INFORMATION PROVIDED →
____________
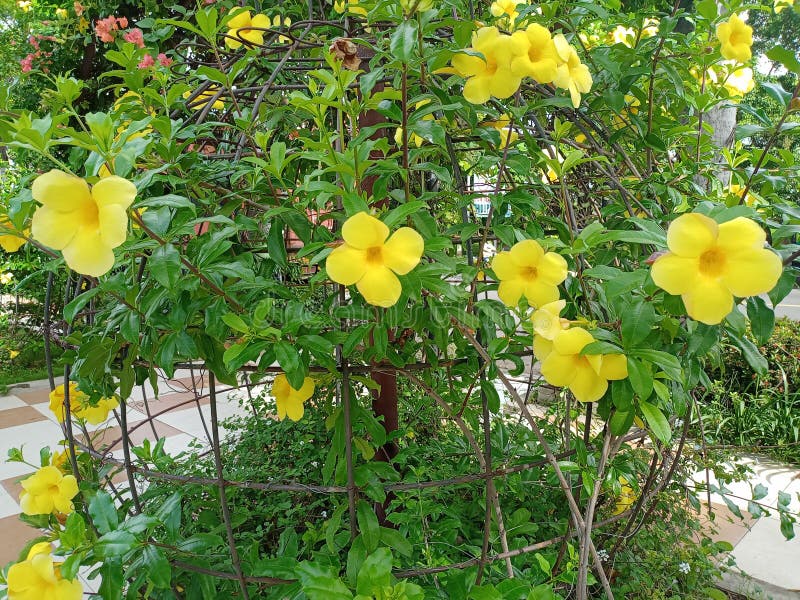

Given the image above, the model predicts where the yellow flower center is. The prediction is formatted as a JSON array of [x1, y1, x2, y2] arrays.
[[728, 31, 746, 46], [700, 248, 725, 277], [367, 246, 383, 265]]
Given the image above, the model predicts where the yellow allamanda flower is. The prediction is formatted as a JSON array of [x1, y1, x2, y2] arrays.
[[531, 300, 569, 341], [511, 23, 560, 83], [183, 86, 225, 110], [7, 542, 83, 600], [608, 25, 636, 48], [492, 240, 567, 307], [272, 15, 292, 44], [333, 0, 367, 17], [325, 212, 425, 308], [553, 33, 592, 108], [225, 8, 272, 50], [0, 214, 31, 253], [481, 115, 519, 149], [650, 213, 783, 325], [400, 0, 433, 14], [489, 0, 527, 23], [19, 465, 78, 515], [717, 13, 753, 62], [725, 67, 756, 96], [272, 373, 314, 421], [31, 169, 136, 277], [614, 475, 636, 515], [452, 27, 527, 104], [533, 327, 628, 402], [50, 381, 119, 425]]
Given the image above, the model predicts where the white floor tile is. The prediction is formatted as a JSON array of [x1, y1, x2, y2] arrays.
[[732, 518, 800, 590], [0, 396, 27, 412]]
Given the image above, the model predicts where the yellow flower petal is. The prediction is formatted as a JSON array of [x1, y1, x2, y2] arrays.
[[537, 252, 568, 286], [31, 206, 83, 250], [681, 276, 733, 325], [31, 169, 91, 212], [383, 227, 425, 275], [97, 204, 128, 248], [721, 248, 783, 298], [228, 8, 251, 29], [667, 213, 718, 257], [325, 244, 367, 285], [342, 212, 389, 250], [541, 354, 576, 387], [569, 366, 608, 402], [62, 227, 114, 277], [650, 252, 699, 295], [524, 280, 558, 307], [533, 335, 553, 362], [717, 217, 767, 252], [356, 266, 403, 308]]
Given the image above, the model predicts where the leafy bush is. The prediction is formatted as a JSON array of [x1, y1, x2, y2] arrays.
[[698, 319, 800, 464]]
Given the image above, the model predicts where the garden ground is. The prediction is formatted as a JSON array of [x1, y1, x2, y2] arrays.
[[0, 371, 800, 600]]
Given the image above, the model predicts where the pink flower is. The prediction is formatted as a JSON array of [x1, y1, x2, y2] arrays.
[[136, 54, 156, 69], [19, 54, 33, 73], [122, 27, 144, 48], [94, 16, 117, 43]]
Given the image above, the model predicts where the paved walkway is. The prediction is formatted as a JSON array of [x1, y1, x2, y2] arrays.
[[0, 370, 250, 590], [0, 371, 800, 600]]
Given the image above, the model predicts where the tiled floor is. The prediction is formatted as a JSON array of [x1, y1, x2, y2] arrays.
[[0, 370, 250, 567], [693, 456, 800, 599]]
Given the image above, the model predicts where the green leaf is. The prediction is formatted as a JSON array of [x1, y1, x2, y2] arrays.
[[639, 400, 672, 444], [381, 527, 413, 556], [275, 341, 305, 390], [767, 46, 800, 75], [627, 356, 653, 400], [222, 313, 250, 333], [747, 296, 775, 345], [481, 379, 500, 415], [730, 333, 769, 375], [142, 545, 172, 590], [356, 548, 392, 597], [89, 490, 119, 534], [267, 221, 289, 268], [356, 500, 381, 552], [296, 561, 353, 600], [781, 512, 794, 540], [145, 244, 181, 290], [622, 299, 656, 347], [389, 21, 417, 63], [64, 287, 102, 323], [59, 512, 86, 548], [94, 529, 136, 559]]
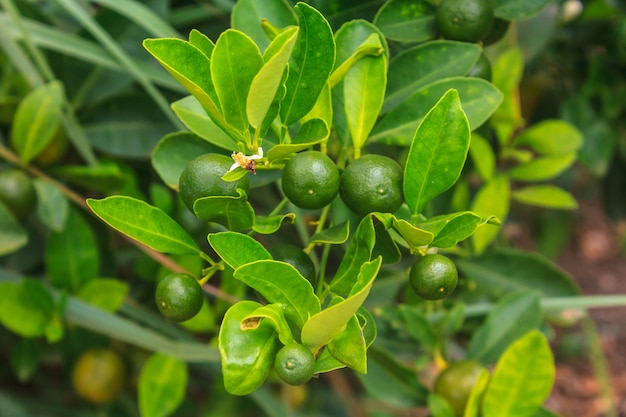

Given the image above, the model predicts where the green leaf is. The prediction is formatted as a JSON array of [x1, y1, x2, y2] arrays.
[[137, 353, 188, 417], [330, 216, 376, 294], [511, 185, 578, 210], [417, 211, 483, 248], [494, 0, 550, 20], [381, 40, 481, 113], [218, 301, 280, 395], [230, 0, 298, 51], [241, 303, 296, 346], [404, 90, 470, 216], [343, 32, 387, 152], [280, 3, 335, 125], [467, 290, 543, 364], [246, 27, 298, 129], [87, 196, 200, 255], [76, 278, 128, 312], [482, 330, 555, 417], [11, 81, 63, 164], [267, 118, 330, 162], [470, 132, 496, 182], [302, 257, 382, 351], [45, 209, 100, 292], [234, 260, 320, 326], [328, 314, 367, 374], [211, 29, 264, 138], [208, 232, 273, 269], [456, 249, 580, 297], [193, 188, 254, 230], [309, 221, 350, 245], [0, 279, 54, 337], [152, 132, 218, 190], [509, 152, 577, 181], [371, 77, 502, 146], [168, 96, 237, 151], [374, 0, 437, 42], [356, 346, 428, 408], [471, 175, 511, 255], [252, 213, 296, 235], [513, 120, 583, 155], [0, 201, 28, 256], [33, 178, 70, 232]]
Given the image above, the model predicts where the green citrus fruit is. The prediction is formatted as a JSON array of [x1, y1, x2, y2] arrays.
[[436, 0, 494, 42], [72, 348, 124, 404], [0, 169, 37, 219], [178, 153, 249, 212], [409, 253, 459, 300], [282, 151, 339, 210], [467, 54, 491, 81], [433, 359, 486, 417], [339, 154, 404, 215], [274, 343, 315, 385], [269, 243, 317, 288], [154, 273, 204, 321]]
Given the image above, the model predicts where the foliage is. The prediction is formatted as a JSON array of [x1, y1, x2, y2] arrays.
[[0, 0, 625, 417]]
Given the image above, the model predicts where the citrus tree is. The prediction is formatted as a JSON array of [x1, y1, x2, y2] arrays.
[[0, 0, 624, 417]]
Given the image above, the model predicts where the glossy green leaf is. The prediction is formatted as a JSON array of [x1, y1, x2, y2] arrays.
[[356, 345, 428, 408], [0, 201, 28, 256], [241, 303, 296, 346], [45, 209, 100, 291], [456, 249, 580, 297], [234, 260, 320, 326], [381, 40, 481, 113], [171, 96, 237, 151], [494, 0, 550, 20], [404, 90, 470, 216], [33, 178, 70, 232], [374, 0, 437, 42], [230, 0, 298, 51], [0, 279, 54, 337], [143, 38, 238, 140], [267, 118, 330, 162], [393, 218, 434, 249], [193, 189, 254, 230], [371, 77, 502, 146], [76, 278, 128, 312], [211, 29, 264, 134], [511, 185, 578, 210], [417, 211, 483, 248], [218, 301, 280, 395], [309, 221, 350, 245], [137, 353, 188, 417], [246, 27, 298, 129], [509, 152, 577, 181], [252, 213, 296, 235], [87, 196, 200, 255], [330, 216, 376, 294], [302, 257, 382, 351], [471, 175, 511, 255], [427, 393, 456, 417], [208, 232, 273, 269], [280, 3, 335, 125], [470, 132, 496, 182], [514, 120, 583, 155], [152, 132, 218, 190], [467, 290, 543, 364], [328, 314, 367, 374], [482, 330, 555, 417], [343, 30, 387, 152], [11, 81, 64, 163]]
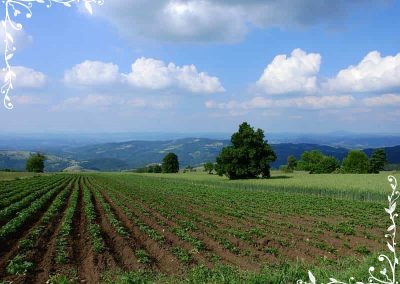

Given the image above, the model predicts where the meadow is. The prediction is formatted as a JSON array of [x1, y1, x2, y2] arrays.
[[0, 172, 400, 283]]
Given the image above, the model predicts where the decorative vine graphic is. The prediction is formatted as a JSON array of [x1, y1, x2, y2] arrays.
[[1, 0, 104, 109], [297, 176, 400, 284]]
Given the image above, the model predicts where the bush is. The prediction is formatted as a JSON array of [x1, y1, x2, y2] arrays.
[[162, 153, 179, 173], [343, 150, 369, 174], [298, 150, 340, 174], [279, 165, 293, 173], [26, 153, 46, 173]]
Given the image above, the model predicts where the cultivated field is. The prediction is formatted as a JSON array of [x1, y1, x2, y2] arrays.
[[0, 173, 398, 283]]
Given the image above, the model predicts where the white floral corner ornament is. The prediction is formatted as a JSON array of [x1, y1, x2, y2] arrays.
[[297, 176, 400, 284], [1, 0, 104, 109]]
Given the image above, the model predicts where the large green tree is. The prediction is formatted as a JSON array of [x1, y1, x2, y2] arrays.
[[25, 153, 46, 173], [215, 122, 276, 179], [369, 149, 387, 174], [161, 153, 179, 173], [343, 150, 369, 174]]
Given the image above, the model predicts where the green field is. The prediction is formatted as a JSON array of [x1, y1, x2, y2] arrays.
[[0, 172, 400, 283]]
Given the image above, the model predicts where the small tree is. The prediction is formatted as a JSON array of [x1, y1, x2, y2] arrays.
[[26, 153, 46, 173], [298, 150, 324, 174], [343, 150, 369, 174], [161, 153, 179, 173], [287, 156, 297, 171], [369, 149, 387, 174], [215, 122, 276, 179], [204, 162, 214, 175], [314, 156, 340, 174]]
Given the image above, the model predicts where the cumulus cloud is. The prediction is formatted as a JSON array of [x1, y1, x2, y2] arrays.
[[125, 57, 225, 93], [96, 0, 374, 42], [52, 94, 172, 111], [363, 94, 400, 107], [0, 66, 47, 89], [256, 49, 321, 95], [127, 98, 173, 110], [325, 51, 400, 93], [206, 96, 354, 110], [64, 57, 225, 94], [64, 60, 120, 86], [52, 95, 124, 111]]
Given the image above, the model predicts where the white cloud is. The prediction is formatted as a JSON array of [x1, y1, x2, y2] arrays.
[[325, 51, 400, 93], [256, 49, 321, 95], [0, 66, 47, 89], [12, 95, 47, 105], [52, 94, 173, 111], [95, 0, 373, 42], [52, 95, 124, 111], [206, 96, 354, 110], [64, 60, 120, 86], [363, 94, 400, 107], [127, 98, 173, 110], [124, 57, 225, 94]]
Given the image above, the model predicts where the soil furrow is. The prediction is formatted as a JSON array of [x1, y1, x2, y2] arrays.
[[98, 186, 182, 274], [84, 176, 144, 271]]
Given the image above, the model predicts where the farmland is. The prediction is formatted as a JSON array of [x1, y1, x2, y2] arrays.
[[0, 173, 398, 283]]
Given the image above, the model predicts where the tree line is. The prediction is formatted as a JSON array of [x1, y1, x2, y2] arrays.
[[22, 122, 386, 179], [280, 149, 387, 174]]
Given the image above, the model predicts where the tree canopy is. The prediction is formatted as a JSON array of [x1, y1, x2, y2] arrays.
[[215, 122, 276, 179], [161, 153, 179, 173], [343, 150, 369, 174], [298, 150, 340, 174], [26, 153, 46, 173], [369, 149, 387, 174]]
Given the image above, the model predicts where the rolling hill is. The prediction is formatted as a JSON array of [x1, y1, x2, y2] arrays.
[[0, 138, 400, 171]]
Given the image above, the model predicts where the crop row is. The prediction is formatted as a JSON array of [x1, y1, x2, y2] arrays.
[[0, 177, 62, 204], [7, 181, 74, 275], [0, 178, 72, 240], [0, 175, 65, 198], [0, 176, 67, 225], [83, 184, 105, 253], [56, 181, 79, 264]]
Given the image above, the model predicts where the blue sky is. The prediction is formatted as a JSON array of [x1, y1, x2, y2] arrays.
[[0, 0, 400, 133]]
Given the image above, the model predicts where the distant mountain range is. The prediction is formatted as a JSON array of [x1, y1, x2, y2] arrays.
[[0, 138, 400, 171]]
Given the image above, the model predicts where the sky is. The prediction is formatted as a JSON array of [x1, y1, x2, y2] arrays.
[[0, 0, 400, 134]]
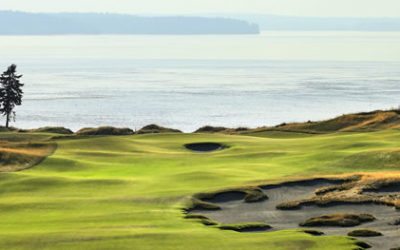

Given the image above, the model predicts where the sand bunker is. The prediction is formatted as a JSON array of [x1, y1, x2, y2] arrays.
[[189, 176, 400, 249], [185, 142, 226, 153]]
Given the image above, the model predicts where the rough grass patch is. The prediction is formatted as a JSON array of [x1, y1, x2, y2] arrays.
[[347, 229, 383, 237], [218, 222, 272, 232], [300, 214, 376, 227]]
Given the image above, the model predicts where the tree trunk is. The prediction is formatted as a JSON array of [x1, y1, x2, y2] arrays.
[[6, 114, 10, 128]]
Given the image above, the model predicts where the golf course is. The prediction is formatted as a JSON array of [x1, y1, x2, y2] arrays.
[[0, 113, 400, 250]]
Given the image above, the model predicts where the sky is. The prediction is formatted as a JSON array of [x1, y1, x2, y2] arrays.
[[0, 0, 400, 17]]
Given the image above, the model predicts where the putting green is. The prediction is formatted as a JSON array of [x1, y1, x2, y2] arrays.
[[0, 130, 400, 250]]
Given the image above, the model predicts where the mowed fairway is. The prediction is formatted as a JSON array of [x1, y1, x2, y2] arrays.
[[0, 130, 400, 250]]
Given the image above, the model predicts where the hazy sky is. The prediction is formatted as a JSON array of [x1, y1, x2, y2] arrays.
[[0, 0, 400, 17]]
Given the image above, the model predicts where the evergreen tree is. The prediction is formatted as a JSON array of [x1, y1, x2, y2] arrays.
[[0, 64, 24, 128]]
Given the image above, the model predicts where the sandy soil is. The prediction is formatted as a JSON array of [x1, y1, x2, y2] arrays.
[[192, 180, 400, 249]]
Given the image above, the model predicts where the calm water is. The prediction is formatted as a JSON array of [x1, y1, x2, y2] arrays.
[[0, 32, 400, 131]]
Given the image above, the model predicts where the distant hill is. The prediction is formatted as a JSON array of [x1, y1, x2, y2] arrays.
[[233, 14, 400, 31], [0, 11, 259, 35]]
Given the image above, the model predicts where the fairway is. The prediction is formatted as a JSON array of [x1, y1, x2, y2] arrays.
[[0, 130, 400, 250]]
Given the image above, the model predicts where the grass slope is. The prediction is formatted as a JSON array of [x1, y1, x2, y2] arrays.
[[242, 110, 400, 134], [0, 130, 400, 250]]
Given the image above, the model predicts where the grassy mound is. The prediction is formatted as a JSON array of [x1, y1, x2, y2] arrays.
[[0, 142, 56, 172], [137, 124, 182, 134], [194, 126, 250, 134], [0, 126, 400, 250], [185, 214, 218, 226], [184, 142, 227, 153], [303, 230, 325, 236], [300, 214, 375, 227], [347, 229, 383, 237], [194, 126, 229, 133], [19, 127, 74, 135], [76, 127, 134, 135], [218, 223, 272, 232], [250, 110, 400, 134]]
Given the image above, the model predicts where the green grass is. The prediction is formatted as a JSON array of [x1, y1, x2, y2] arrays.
[[0, 130, 400, 250]]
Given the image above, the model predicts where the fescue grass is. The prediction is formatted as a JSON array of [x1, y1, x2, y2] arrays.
[[300, 214, 375, 227], [0, 130, 400, 250]]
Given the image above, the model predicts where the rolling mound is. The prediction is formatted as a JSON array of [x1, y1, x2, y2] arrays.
[[251, 110, 400, 134], [0, 142, 57, 172]]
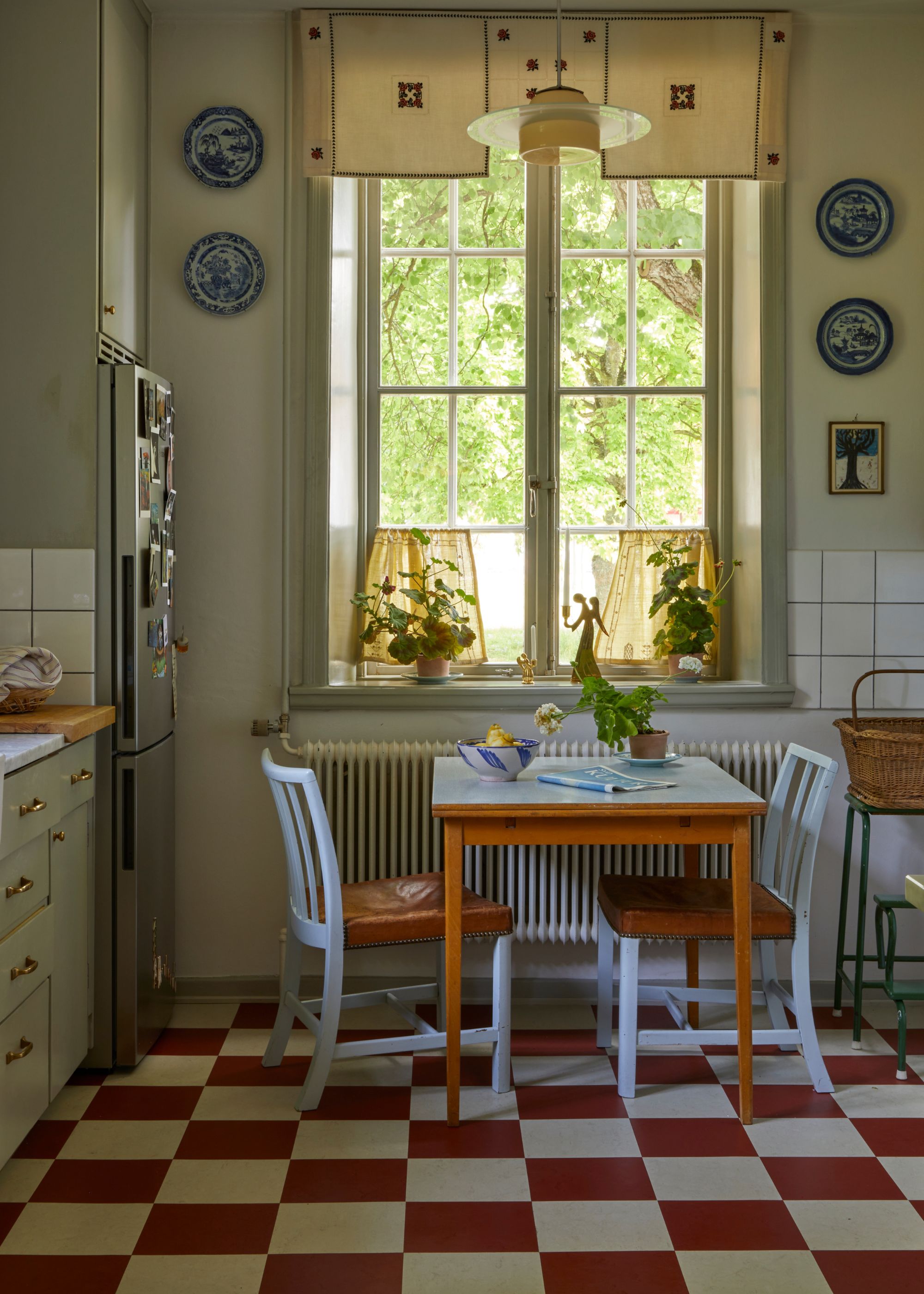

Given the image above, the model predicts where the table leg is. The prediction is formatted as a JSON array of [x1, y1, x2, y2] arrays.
[[731, 818, 754, 1123], [683, 845, 699, 1029], [443, 818, 462, 1129], [833, 805, 857, 1016]]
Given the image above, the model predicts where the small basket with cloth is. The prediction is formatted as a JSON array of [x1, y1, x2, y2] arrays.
[[0, 647, 62, 714], [833, 669, 924, 809]]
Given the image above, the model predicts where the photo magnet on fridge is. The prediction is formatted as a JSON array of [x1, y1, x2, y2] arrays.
[[139, 445, 152, 516]]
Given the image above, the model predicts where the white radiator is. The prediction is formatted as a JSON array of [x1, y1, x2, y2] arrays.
[[307, 741, 784, 943]]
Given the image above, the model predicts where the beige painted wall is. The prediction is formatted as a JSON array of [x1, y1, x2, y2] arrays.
[[152, 16, 924, 978], [152, 14, 285, 974]]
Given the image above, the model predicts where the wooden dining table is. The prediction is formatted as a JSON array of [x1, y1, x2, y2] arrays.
[[432, 756, 767, 1127]]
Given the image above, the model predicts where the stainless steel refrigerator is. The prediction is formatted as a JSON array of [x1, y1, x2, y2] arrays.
[[87, 364, 179, 1068]]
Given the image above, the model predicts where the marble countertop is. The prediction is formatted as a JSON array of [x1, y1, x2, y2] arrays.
[[0, 732, 65, 774]]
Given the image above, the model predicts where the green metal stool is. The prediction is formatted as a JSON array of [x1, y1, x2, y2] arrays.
[[872, 876, 924, 1078], [833, 792, 924, 1045]]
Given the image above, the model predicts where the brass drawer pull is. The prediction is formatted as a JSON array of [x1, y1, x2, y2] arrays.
[[6, 1034, 35, 1065], [9, 958, 39, 980]]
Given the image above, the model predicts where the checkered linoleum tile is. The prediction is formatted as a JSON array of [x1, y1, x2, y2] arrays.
[[0, 1001, 924, 1294]]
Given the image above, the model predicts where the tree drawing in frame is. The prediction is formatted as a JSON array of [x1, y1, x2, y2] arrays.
[[828, 422, 885, 494]]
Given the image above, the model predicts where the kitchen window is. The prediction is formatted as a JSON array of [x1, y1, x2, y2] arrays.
[[365, 162, 718, 676]]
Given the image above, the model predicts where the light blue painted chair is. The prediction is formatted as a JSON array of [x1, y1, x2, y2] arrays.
[[596, 745, 837, 1097], [263, 751, 512, 1110]]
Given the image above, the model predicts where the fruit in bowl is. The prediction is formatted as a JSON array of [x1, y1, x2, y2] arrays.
[[456, 723, 538, 781]]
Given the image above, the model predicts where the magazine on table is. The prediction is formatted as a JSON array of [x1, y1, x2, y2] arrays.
[[536, 763, 677, 791]]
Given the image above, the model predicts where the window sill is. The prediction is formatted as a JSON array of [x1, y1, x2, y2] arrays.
[[289, 676, 796, 712]]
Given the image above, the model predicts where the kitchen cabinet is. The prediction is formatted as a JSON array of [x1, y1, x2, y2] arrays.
[[98, 0, 149, 362], [0, 736, 96, 1166]]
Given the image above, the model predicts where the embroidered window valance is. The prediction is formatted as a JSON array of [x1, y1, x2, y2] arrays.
[[302, 9, 792, 180]]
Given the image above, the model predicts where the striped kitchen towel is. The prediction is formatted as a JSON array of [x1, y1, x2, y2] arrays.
[[0, 647, 62, 702]]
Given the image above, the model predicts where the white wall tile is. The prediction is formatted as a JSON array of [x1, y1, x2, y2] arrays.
[[787, 549, 822, 602], [822, 549, 876, 602], [876, 553, 924, 602], [872, 656, 924, 710], [823, 602, 875, 656], [32, 549, 94, 611], [0, 611, 32, 647], [32, 611, 96, 674], [0, 549, 32, 611], [52, 674, 96, 705], [876, 602, 924, 656], [787, 602, 822, 656], [822, 656, 872, 714], [790, 656, 822, 709]]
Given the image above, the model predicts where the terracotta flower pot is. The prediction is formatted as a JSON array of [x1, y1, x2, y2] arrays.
[[629, 728, 668, 760], [668, 651, 705, 678], [417, 656, 449, 678]]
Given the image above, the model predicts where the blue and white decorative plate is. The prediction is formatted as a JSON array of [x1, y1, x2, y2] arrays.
[[815, 180, 895, 256], [815, 296, 893, 372], [182, 233, 267, 314], [182, 107, 263, 189]]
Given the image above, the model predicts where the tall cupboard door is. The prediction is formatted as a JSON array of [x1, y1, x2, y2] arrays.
[[98, 0, 149, 361], [50, 804, 89, 1100]]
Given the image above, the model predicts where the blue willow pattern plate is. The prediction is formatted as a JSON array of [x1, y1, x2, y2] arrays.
[[815, 180, 895, 256], [182, 233, 267, 314], [815, 296, 893, 372], [182, 107, 263, 189]]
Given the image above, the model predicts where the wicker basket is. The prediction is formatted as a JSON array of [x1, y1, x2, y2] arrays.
[[0, 687, 55, 714], [835, 669, 924, 809]]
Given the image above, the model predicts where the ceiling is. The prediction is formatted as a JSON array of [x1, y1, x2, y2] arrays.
[[145, 0, 924, 18]]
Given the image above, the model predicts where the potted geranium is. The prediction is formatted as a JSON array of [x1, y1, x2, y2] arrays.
[[536, 674, 668, 760], [349, 529, 475, 678], [647, 538, 742, 678]]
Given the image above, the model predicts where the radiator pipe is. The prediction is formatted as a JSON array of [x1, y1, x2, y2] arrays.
[[280, 12, 305, 760]]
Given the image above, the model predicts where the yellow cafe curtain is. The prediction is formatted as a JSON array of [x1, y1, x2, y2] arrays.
[[361, 527, 488, 665], [594, 531, 719, 673]]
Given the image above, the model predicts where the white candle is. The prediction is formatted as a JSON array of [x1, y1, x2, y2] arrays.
[[562, 525, 571, 607]]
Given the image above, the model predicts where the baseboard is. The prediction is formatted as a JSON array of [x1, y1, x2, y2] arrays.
[[176, 976, 849, 1007]]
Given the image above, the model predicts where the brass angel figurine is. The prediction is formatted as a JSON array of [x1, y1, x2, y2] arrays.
[[564, 592, 609, 683]]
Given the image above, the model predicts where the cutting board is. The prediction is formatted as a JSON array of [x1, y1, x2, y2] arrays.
[[0, 705, 115, 743]]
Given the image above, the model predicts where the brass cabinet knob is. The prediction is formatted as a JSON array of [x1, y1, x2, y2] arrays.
[[6, 1034, 35, 1065], [9, 958, 39, 980]]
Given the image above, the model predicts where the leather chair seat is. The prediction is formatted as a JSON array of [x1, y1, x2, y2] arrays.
[[596, 876, 795, 940], [318, 872, 514, 948]]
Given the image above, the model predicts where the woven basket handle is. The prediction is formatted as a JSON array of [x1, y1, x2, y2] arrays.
[[850, 669, 924, 727]]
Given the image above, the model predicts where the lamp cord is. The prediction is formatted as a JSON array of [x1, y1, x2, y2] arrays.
[[555, 0, 562, 89]]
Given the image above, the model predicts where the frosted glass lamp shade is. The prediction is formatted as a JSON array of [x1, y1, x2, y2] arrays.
[[468, 85, 651, 165]]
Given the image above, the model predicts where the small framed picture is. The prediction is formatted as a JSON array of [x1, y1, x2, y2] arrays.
[[828, 421, 885, 494], [139, 445, 152, 516]]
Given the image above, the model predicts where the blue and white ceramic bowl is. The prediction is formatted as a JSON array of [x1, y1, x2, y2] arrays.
[[456, 736, 540, 781]]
____________
STATED TASK →
Rewrite the data as a Markdown table with the columns Row and Data line, starting at the line that contains "Given the image above, the model predicts where the white cloud" and ending at the line that contains "[[98, 186, 182, 274], [84, 176, 144, 271]]", with both of those lines included. Number each line in order and leave out blank lines.

WRITTEN SOLUTION →
| Row | Data line |
|---|---|
| 1 | Given the image above, the model predicts where the white cloud is. The prediction is formatted as a JSON array of [x1, y1, x2, y2] arrays. |
| 2 | [[325, 51, 400, 93], [256, 49, 321, 95], [0, 66, 47, 89], [12, 95, 47, 105], [52, 94, 173, 111], [95, 0, 373, 42], [52, 95, 124, 111], [206, 96, 354, 110], [64, 60, 120, 86], [363, 94, 400, 107], [127, 98, 173, 110], [124, 57, 225, 94]] |
| 3 | Given the image above, the model predicts where the soil furrow is. The prediction is formatted as a JSON array of [x1, y1, x2, y2] arrays. |
| 4 | [[98, 186, 182, 274], [84, 176, 144, 271]] |